TASK INSTRUCTIONS - Reproduce verbatim the portion of the material below that runs from the line containing "Point to every instance of the granite" down to the end of the material, both ends included.

THE RECORDS -
════════════════════
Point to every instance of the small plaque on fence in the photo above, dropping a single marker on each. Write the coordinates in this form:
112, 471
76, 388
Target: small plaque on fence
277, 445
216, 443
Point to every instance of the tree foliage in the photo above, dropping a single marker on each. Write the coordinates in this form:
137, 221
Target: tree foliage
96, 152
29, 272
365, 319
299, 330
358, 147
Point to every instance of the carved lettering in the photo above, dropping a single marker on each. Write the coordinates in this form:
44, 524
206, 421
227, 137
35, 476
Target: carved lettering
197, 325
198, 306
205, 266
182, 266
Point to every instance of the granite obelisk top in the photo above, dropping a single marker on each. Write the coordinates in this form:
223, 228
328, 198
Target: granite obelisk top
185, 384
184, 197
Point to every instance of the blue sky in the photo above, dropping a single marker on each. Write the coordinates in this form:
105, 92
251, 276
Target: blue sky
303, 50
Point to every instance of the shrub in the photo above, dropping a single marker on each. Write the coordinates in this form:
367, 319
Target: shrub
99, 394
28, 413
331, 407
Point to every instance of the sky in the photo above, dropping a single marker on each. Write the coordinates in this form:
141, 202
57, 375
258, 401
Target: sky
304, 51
════════════════════
IN RESPONSE -
Point to every instance of the granite obelisk top in the photo above, dropping a single marker on each. Write the coordinates in this form:
223, 228
328, 198
Target: granite obelisk top
185, 384
184, 197
Point to every instance of the blue sky in the photo above, dropping a single marker on each. Write the coordinates in this form:
105, 92
251, 276
Target: blue sky
303, 50
Point to every instance of the shrub in the photo above, dropping a single marker on each. Write the coordinates in this form:
367, 319
Target: shrub
99, 394
28, 413
331, 407
Point to every instance of the sky in the photo above, dropping a single marker on each. Write the coordinates in this form:
141, 202
57, 375
258, 401
Target: sky
304, 51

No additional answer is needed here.